## [Activity]
Please copy every line from the following entries in which the word "weathered" appears.

+++

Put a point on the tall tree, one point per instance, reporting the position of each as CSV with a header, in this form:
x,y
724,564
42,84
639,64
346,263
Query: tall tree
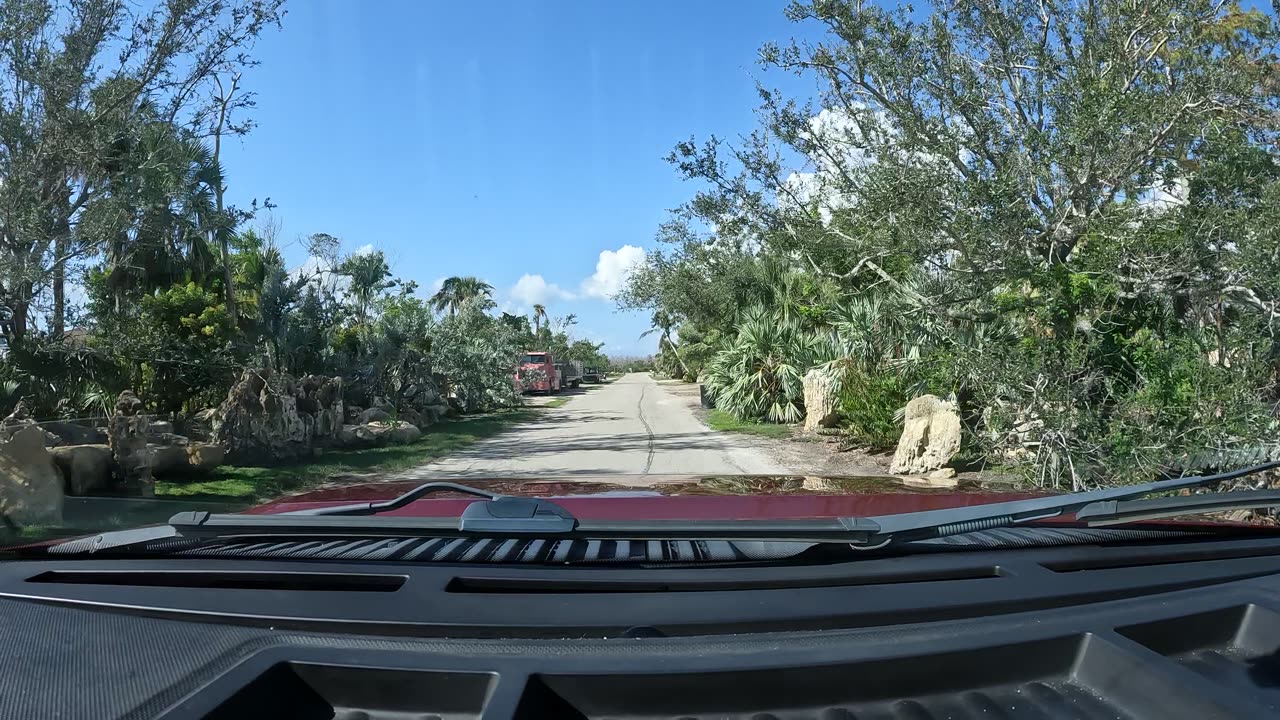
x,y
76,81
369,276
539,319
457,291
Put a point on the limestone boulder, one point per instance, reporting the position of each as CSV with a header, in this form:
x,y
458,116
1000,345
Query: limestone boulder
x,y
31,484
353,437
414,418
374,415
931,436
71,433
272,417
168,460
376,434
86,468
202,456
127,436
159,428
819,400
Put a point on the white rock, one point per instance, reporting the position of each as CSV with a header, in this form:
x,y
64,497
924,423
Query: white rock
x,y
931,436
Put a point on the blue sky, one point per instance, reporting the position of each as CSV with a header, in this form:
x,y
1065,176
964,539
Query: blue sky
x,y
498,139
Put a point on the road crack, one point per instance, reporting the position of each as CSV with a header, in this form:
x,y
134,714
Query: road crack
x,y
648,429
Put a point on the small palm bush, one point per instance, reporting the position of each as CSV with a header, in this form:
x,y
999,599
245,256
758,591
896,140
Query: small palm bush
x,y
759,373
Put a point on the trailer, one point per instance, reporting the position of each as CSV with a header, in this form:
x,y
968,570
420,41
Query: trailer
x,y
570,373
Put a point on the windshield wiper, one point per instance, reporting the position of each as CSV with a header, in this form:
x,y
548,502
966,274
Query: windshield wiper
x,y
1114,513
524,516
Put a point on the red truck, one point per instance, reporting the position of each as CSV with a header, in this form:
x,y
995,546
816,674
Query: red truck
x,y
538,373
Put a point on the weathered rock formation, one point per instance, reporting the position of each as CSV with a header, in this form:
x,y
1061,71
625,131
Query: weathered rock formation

+++

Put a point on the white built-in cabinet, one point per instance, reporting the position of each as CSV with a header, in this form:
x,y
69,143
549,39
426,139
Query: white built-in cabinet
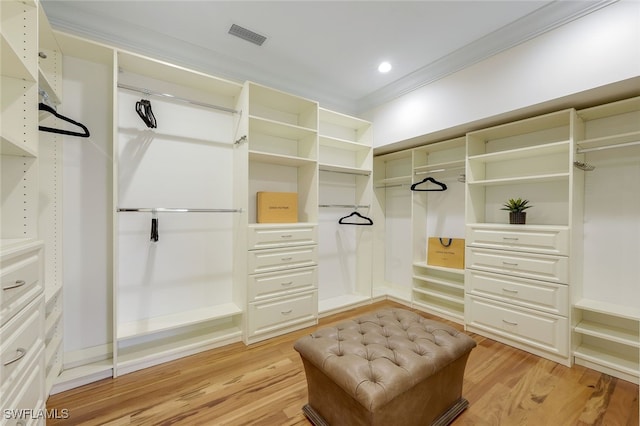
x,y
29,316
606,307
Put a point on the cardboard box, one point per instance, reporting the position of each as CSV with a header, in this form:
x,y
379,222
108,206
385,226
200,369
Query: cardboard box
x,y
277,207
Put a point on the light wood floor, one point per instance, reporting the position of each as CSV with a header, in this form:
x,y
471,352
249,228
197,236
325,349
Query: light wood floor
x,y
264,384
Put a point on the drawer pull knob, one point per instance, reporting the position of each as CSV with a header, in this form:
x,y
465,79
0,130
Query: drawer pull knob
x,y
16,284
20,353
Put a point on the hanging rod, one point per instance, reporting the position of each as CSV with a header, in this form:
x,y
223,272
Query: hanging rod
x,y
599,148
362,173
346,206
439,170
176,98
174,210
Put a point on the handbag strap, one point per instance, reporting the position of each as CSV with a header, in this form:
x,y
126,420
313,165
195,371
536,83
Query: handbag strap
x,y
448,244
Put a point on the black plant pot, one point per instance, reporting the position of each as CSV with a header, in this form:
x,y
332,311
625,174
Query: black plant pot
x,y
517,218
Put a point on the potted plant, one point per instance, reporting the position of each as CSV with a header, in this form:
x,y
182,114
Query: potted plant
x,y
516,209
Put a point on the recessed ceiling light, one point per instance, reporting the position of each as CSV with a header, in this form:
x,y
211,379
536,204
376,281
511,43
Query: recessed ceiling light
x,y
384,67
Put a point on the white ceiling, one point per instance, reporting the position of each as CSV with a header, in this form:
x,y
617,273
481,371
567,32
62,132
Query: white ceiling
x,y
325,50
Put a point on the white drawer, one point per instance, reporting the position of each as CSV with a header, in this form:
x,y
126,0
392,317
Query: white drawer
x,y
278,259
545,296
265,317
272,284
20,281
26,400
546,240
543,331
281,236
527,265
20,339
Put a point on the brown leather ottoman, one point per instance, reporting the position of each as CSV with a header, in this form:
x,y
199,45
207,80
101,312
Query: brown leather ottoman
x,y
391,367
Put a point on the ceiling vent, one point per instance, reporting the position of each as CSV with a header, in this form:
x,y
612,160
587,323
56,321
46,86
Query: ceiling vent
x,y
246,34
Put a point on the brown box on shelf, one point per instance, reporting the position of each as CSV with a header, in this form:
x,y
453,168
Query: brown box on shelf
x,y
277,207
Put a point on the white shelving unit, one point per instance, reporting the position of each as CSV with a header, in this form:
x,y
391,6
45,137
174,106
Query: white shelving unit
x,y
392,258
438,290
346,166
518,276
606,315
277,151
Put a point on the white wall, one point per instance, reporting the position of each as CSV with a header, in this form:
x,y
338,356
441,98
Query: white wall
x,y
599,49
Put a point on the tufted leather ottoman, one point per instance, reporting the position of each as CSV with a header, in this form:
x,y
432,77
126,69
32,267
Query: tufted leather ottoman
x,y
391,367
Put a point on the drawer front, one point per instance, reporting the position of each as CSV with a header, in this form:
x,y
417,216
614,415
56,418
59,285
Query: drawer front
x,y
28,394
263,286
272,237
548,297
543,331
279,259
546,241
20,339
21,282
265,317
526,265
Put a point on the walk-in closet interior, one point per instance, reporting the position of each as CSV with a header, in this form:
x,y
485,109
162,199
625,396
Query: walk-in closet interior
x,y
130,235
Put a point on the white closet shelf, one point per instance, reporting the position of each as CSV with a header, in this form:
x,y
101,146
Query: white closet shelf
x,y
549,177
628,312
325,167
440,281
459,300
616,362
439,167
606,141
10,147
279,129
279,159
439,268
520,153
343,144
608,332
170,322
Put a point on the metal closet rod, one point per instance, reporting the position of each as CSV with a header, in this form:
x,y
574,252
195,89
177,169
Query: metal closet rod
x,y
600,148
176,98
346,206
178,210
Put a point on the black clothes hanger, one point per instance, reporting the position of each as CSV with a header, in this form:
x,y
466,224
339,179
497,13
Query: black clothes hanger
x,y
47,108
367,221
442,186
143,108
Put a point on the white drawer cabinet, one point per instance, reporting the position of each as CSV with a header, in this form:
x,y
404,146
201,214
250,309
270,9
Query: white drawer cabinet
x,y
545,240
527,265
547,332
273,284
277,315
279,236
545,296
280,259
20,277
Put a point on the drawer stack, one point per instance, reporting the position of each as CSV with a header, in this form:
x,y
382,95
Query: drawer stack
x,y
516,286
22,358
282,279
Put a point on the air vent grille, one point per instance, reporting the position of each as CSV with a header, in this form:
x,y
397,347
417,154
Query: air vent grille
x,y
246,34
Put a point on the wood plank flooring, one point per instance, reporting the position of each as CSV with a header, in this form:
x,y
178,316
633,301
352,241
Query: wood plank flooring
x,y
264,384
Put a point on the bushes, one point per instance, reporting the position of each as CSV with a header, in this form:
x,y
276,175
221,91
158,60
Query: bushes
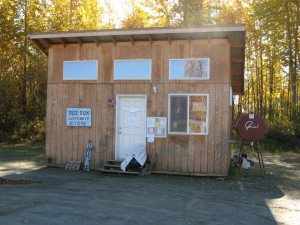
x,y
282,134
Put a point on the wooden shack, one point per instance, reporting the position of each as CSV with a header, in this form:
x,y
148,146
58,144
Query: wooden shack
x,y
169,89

+++

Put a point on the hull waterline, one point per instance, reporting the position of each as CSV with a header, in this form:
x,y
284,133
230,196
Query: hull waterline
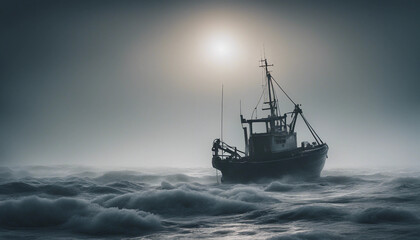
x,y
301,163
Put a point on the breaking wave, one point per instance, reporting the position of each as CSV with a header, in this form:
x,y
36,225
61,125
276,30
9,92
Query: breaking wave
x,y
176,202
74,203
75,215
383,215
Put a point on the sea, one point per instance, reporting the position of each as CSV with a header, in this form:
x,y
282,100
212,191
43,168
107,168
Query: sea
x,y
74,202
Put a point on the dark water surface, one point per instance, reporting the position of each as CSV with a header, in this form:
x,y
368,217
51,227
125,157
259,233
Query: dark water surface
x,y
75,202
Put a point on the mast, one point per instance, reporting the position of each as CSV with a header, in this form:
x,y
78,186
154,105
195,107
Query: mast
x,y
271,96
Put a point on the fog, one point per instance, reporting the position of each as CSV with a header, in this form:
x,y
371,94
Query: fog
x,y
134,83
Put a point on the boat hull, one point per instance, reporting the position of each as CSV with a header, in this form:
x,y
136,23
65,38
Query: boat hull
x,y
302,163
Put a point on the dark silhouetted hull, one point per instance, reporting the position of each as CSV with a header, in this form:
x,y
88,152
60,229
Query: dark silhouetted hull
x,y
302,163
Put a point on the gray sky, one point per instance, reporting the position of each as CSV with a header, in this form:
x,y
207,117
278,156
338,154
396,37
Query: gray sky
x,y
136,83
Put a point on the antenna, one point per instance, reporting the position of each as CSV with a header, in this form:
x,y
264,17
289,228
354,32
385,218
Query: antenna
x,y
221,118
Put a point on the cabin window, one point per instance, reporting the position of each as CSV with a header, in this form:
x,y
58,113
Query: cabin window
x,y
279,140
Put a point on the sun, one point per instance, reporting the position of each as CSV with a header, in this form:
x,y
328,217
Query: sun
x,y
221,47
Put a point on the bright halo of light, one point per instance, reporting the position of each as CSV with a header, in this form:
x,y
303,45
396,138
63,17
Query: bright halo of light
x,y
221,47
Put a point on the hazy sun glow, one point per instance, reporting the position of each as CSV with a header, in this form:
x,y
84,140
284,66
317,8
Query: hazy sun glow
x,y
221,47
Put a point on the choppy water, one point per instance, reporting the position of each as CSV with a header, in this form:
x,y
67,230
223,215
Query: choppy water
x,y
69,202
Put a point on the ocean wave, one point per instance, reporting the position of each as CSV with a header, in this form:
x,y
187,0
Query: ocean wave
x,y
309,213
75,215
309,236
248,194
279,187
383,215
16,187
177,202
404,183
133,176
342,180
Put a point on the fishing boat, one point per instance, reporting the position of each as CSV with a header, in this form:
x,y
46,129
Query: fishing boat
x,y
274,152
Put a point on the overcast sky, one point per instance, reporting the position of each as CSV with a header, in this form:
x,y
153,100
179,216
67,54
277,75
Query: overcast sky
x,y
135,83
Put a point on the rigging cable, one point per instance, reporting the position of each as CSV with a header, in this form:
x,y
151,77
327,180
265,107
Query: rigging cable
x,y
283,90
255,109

+++

## [Worked solution]
Put a point on the weathered rock formation, one point per instance, reporting the position of each as CSV with a header, in this form:
Query: weathered rock formation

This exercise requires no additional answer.